> WORK TO BE COMPLETED
Find the line containing "Please mark every instance of the spinning wheel spoke". Retype it and every line after it through the end of the entries, exactly as written, with nothing added.

> INFORMATION GIVEN
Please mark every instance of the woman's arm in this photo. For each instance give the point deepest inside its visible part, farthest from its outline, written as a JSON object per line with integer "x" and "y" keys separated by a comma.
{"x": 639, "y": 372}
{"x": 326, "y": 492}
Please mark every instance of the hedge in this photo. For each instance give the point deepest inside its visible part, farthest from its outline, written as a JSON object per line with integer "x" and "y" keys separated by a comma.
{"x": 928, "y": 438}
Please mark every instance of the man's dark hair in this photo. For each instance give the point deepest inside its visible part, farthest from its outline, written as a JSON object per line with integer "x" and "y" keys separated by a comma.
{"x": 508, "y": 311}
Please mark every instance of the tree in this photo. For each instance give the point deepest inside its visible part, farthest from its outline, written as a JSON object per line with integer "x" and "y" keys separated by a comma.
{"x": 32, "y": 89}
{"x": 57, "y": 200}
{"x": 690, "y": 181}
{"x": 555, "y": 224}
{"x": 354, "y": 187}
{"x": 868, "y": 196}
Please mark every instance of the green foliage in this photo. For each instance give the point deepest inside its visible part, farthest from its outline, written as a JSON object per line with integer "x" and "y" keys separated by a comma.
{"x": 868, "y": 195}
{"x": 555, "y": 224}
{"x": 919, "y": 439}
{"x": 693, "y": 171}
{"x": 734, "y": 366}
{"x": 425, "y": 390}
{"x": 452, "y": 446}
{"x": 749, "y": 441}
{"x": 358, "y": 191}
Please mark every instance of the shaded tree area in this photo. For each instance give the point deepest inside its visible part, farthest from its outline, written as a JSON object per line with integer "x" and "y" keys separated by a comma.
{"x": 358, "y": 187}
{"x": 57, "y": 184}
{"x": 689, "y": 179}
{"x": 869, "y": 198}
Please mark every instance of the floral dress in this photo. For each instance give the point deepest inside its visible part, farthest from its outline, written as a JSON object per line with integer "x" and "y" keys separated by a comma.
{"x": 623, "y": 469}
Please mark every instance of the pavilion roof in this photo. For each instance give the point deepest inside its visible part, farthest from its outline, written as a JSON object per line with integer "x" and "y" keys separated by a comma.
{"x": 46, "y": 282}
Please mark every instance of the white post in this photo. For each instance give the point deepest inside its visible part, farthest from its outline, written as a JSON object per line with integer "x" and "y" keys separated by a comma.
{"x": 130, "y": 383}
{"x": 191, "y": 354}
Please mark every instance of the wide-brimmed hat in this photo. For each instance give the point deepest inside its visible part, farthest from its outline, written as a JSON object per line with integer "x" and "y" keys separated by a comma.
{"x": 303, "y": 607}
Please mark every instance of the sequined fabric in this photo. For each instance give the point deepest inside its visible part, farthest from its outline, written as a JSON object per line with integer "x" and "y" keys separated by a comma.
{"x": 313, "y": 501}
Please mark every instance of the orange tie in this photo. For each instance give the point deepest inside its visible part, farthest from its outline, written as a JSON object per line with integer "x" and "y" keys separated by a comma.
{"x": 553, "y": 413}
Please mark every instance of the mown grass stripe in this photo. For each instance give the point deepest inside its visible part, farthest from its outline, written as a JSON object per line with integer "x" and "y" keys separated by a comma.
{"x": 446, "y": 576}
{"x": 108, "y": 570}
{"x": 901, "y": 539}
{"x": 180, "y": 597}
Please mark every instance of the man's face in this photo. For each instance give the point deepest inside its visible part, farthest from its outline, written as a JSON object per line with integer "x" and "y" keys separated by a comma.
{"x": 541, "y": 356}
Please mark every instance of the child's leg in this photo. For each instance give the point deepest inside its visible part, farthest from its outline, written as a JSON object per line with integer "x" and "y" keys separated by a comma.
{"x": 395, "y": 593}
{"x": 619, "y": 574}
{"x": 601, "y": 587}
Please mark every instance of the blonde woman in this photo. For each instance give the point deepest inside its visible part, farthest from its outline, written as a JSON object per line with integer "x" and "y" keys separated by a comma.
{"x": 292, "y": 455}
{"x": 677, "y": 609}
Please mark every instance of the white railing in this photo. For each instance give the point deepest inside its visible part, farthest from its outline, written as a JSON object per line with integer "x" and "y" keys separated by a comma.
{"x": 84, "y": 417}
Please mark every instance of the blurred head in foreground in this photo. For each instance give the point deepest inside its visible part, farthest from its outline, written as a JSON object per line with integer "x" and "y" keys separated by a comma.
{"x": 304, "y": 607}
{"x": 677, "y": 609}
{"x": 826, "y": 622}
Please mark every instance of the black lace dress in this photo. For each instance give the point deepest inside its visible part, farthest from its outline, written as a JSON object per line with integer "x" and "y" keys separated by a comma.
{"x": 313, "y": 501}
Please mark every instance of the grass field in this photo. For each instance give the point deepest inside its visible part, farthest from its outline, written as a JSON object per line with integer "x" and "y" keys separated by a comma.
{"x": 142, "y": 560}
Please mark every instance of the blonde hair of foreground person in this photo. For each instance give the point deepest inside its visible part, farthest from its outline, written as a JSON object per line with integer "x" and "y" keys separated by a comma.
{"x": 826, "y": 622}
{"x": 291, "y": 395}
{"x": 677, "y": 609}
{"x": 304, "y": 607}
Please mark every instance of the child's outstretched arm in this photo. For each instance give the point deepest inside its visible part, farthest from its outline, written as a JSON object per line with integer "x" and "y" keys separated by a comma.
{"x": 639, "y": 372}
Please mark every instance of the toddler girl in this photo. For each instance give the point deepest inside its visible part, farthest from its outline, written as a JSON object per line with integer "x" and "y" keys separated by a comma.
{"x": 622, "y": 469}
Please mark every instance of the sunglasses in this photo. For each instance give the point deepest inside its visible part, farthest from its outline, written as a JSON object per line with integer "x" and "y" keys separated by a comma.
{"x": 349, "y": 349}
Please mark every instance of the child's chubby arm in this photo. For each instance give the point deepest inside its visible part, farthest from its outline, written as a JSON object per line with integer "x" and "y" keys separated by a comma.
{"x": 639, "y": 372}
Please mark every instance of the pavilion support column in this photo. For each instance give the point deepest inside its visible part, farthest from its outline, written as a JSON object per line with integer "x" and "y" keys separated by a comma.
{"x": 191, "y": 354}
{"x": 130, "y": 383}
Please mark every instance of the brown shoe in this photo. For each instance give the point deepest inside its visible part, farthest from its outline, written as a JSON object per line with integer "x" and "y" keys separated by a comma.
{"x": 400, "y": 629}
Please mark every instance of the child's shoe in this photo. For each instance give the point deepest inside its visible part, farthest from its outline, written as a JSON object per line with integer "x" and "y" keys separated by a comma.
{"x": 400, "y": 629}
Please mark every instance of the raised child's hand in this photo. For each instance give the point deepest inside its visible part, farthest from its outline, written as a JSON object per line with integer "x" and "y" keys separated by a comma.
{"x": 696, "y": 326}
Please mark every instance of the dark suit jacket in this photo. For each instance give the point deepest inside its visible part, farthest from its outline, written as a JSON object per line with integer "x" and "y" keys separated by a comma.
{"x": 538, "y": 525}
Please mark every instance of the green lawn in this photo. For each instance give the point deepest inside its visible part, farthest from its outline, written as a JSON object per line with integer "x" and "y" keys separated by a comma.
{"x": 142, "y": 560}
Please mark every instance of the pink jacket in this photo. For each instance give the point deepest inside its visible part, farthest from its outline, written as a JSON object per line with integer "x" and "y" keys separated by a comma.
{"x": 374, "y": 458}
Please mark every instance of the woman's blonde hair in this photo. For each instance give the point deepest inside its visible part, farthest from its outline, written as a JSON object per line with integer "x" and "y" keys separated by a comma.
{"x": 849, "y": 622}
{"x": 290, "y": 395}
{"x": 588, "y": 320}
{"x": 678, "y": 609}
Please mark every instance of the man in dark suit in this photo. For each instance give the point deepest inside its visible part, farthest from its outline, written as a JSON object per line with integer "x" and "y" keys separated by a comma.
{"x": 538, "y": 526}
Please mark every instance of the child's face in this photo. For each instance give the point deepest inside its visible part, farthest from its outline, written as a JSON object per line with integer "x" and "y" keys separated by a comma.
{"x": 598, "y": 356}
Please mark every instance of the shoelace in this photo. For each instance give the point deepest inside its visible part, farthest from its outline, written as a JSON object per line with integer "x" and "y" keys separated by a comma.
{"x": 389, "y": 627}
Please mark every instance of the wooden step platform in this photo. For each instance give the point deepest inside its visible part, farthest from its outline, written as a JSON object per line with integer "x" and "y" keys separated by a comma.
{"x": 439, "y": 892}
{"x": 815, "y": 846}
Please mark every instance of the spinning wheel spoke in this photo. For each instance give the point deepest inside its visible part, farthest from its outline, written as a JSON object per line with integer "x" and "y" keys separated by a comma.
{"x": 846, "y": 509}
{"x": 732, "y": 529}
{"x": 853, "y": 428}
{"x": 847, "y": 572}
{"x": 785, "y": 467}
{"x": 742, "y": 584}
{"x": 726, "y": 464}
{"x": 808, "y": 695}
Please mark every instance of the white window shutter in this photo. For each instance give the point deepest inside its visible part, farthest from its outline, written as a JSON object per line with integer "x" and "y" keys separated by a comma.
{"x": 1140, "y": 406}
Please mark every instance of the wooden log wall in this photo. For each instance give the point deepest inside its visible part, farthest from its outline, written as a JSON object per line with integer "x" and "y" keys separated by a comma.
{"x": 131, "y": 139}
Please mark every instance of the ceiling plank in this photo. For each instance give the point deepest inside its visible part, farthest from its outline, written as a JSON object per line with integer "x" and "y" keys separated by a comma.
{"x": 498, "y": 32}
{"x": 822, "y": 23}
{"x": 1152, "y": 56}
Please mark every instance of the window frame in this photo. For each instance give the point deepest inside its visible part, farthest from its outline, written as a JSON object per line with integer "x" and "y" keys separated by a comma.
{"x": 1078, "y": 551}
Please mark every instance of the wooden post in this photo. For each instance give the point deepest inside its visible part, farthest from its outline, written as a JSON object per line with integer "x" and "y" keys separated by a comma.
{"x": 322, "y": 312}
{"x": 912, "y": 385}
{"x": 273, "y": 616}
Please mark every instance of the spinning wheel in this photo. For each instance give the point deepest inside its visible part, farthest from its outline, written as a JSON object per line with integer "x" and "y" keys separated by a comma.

> RESULT
Please mark every instance of the spinning wheel spoke in this photo. For each instance give the point deepest inside its visible part, farthest from its outline, written as a JSON object per line with integer "x" and "y" keys separated by a comma.
{"x": 846, "y": 509}
{"x": 732, "y": 529}
{"x": 853, "y": 428}
{"x": 847, "y": 572}
{"x": 785, "y": 467}
{"x": 742, "y": 584}
{"x": 726, "y": 464}
{"x": 808, "y": 695}
Please mark every instance of the white window shutter in this photo. For each instance give the point deepest inside its visible part, farthest from its outline, written as a JSON object per line with integer "x" and "y" keys separated by a comma.
{"x": 1140, "y": 406}
Please mark every instance of the wooden log wall in this photo. For each instance give the point deepest inside its visible part, farthest from its outline, written as a JSON object per line with integer "x" and "y" keys separated by a comma.
{"x": 131, "y": 139}
Please mark every instance of the ceiling plank in this photo. For each instance give the point deepest inside its visible part, farthest from its outline, written as a JSON object per line with integer "x" and "y" keys separated by a comma.
{"x": 498, "y": 32}
{"x": 822, "y": 23}
{"x": 1152, "y": 56}
Please mark every instance of the window frame in this photo. For each instance give the point deepest inside its visible part, farthest from its outline, written as a JSON object per line with integer "x" and "y" keys separated by a comma.
{"x": 1078, "y": 551}
Please mark every instance of the wooden post in this photo. For each instance give the point deepest inside its visible part, farthest from its outline, written as a JSON object per line with integer "x" and "y" keys separated by a comma.
{"x": 322, "y": 312}
{"x": 912, "y": 385}
{"x": 273, "y": 616}
Please mark every instance of the spinning wheel in this photo. For each instance give the point deepest inside its visible part, farthest from its outline, written as a JSON object per line with integer "x" and "y" keys separated by a comma.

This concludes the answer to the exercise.